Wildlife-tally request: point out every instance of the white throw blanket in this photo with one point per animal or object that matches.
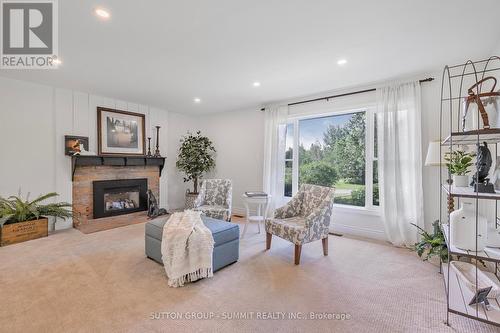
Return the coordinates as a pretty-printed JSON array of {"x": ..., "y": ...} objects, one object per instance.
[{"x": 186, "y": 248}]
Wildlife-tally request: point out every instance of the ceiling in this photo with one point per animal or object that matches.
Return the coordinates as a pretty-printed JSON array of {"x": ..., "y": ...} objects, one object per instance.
==
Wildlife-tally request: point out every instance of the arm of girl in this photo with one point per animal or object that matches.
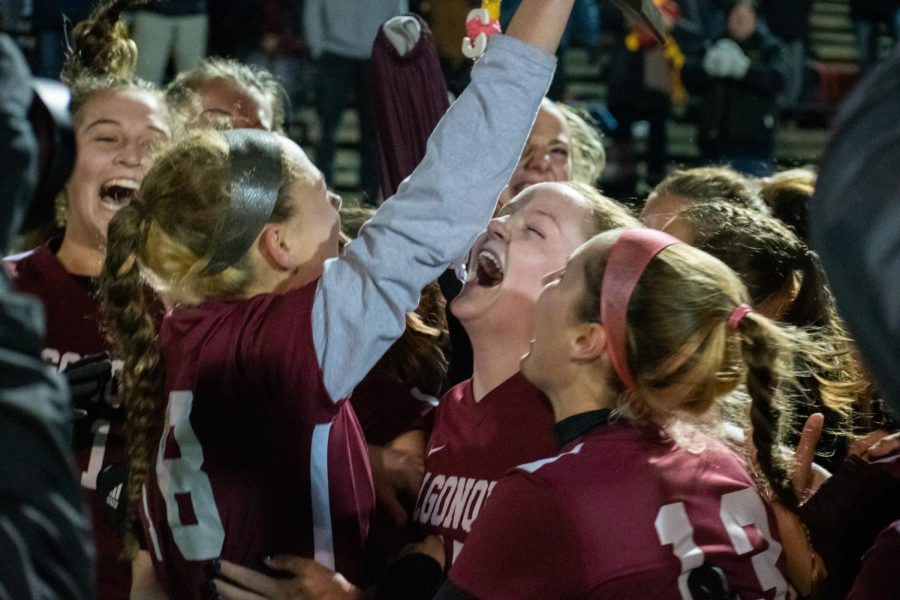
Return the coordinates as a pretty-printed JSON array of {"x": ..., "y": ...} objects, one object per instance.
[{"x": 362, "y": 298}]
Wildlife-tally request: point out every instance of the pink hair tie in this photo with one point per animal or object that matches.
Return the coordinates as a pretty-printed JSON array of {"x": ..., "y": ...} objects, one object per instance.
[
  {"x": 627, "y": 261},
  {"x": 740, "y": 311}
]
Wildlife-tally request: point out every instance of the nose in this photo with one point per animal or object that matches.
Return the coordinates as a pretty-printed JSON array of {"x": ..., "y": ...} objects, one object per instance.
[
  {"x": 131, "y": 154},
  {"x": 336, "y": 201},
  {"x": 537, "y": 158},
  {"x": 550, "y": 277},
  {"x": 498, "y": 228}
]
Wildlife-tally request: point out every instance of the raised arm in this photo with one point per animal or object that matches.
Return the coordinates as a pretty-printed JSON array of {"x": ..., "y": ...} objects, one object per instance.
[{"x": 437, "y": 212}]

WRITTEN REQUEST>
Copy out every line of the records above that contains the word "raised".

ANSWER FOR THE TASK>
Wildlife-tally request: point out every instance of the raised arm in this photo with one point per animal or object that matches.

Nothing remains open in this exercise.